Collected data entries:
-=-=-=-=-

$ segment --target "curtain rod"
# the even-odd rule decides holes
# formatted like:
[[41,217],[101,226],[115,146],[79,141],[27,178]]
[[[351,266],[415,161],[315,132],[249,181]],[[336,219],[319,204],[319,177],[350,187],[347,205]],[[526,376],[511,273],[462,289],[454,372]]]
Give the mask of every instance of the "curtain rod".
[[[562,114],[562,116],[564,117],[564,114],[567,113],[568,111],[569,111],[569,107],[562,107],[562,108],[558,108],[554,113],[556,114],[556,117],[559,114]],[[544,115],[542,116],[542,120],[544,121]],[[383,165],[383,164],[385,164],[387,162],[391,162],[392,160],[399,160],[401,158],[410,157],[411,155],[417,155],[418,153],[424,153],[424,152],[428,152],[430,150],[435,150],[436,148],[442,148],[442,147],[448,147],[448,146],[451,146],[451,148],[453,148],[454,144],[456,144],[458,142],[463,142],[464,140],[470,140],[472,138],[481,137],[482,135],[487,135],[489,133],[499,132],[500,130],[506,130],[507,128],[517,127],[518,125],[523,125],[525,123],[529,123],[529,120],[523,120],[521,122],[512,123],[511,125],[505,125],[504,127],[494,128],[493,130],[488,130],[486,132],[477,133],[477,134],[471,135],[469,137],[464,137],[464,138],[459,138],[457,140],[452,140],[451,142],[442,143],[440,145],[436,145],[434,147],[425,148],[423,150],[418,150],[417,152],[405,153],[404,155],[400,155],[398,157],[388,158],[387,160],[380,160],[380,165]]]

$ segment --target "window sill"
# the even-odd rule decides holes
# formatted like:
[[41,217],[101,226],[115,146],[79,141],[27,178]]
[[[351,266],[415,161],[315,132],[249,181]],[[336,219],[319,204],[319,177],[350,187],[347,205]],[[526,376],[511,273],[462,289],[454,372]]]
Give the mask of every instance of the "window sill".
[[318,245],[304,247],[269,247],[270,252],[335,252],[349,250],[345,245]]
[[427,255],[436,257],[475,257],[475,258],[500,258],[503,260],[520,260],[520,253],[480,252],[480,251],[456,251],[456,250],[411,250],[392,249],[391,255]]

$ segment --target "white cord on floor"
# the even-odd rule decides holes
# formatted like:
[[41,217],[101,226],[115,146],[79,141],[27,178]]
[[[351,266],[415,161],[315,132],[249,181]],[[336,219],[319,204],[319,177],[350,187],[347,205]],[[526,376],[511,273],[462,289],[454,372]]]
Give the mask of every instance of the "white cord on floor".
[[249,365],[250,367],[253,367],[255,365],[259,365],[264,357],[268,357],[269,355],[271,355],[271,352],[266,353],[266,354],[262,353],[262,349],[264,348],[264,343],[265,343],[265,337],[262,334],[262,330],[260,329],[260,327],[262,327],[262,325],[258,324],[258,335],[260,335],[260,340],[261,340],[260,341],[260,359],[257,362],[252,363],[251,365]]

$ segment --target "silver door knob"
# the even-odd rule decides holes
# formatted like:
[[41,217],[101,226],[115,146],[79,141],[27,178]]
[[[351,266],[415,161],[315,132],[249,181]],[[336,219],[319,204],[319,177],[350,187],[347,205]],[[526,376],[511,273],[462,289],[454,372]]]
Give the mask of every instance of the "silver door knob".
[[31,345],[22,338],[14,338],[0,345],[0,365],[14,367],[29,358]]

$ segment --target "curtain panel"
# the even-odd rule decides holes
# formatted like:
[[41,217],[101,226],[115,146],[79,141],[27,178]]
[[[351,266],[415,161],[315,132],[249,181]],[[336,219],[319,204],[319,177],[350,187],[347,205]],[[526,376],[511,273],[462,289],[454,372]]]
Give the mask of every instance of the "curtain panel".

-=-=-=-=-

* [ASSIGNMENT]
Word for word, give the records again.

* [EXERCISE SOLUTION]
$ segment --target "curtain rod"
# the even-odd rule decides holes
# formatted like:
[[41,217],[101,226],[115,146],[79,141],[27,178]]
[[[351,266],[415,161],[315,132],[249,181]],[[336,219],[319,204],[319,177],[350,187],[347,205]],[[526,376],[511,273],[462,289],[454,372]]]
Give the mask of every instance of the "curtain rod".
[[[562,114],[562,116],[564,117],[564,114],[567,113],[568,111],[569,111],[569,107],[562,107],[562,108],[558,108],[554,113],[556,114],[556,117],[559,114]],[[544,115],[542,116],[542,120],[544,121]],[[383,165],[383,164],[385,164],[387,162],[391,162],[392,160],[399,160],[401,158],[410,157],[411,155],[417,155],[418,153],[424,153],[424,152],[428,152],[430,150],[435,150],[436,148],[442,148],[442,147],[448,147],[448,146],[451,146],[451,148],[453,148],[454,144],[456,144],[458,142],[463,142],[464,140],[470,140],[472,138],[481,137],[482,135],[487,135],[489,133],[499,132],[500,130],[506,130],[507,128],[517,127],[518,125],[523,125],[525,123],[529,123],[529,120],[523,120],[521,122],[512,123],[511,125],[505,125],[504,127],[494,128],[493,130],[488,130],[486,132],[477,133],[477,134],[471,135],[469,137],[464,137],[464,138],[459,138],[457,140],[452,140],[451,142],[442,143],[440,145],[436,145],[434,147],[425,148],[423,150],[418,150],[417,152],[405,153],[404,155],[400,155],[398,157],[388,158],[387,160],[380,160],[380,165]]]

$ segment --target "window sill"
# the even-odd rule decides holes
# formatted like:
[[41,217],[101,226],[115,146],[79,141],[27,178]]
[[[351,266],[415,161],[315,132],[249,181]],[[336,219],[319,204],[319,177],[350,187],[347,205]],[[526,376],[511,273],[462,289],[454,372]]]
Give the mask of every instance of the "window sill".
[[318,245],[304,247],[269,247],[270,252],[335,252],[349,250],[345,245]]
[[427,255],[436,257],[475,257],[475,258],[500,258],[503,260],[520,260],[520,253],[480,252],[480,251],[456,251],[456,250],[411,250],[392,249],[391,255]]

$ segment --target "white cord on floor"
# the even-odd rule decides holes
# formatted like:
[[41,217],[101,226],[115,146],[79,141],[27,178]]
[[[351,266],[415,161],[315,132],[249,181]],[[336,219],[319,204],[319,177],[350,187],[347,205]],[[526,376],[511,273],[462,289],[454,372]]]
Give the mask of every instance of the "white cord on floor".
[[249,365],[250,367],[253,367],[255,365],[259,365],[264,357],[268,357],[269,355],[271,355],[271,352],[266,353],[266,354],[262,353],[262,349],[264,348],[264,343],[265,343],[265,337],[262,334],[262,330],[260,329],[260,327],[262,327],[262,325],[258,324],[258,335],[260,335],[260,340],[261,340],[260,341],[260,359],[257,362],[252,363],[251,365]]

$ segment --target "silver door knob"
# the even-odd rule decides holes
# formatted like:
[[41,217],[101,226],[115,146],[79,141],[27,178]]
[[[351,266],[415,161],[315,132],[249,181]],[[336,219],[319,204],[319,177],[350,187],[347,205]],[[526,376],[511,273],[462,289],[454,372]]]
Give the mask of every instance of the "silver door knob".
[[31,345],[22,338],[14,338],[0,345],[0,365],[14,367],[29,358]]

$ segment --target "curtain panel"
# the even-odd rule decides holes
# formatted like:
[[41,217],[101,226],[115,146],[79,141],[27,178]]
[[[351,266],[415,161],[315,132],[249,181]],[[336,219],[319,204],[319,177],[350,187],[347,205]],[[526,376],[511,273],[462,289],[454,372]]]
Give the mask of every instance of the "curtain panel".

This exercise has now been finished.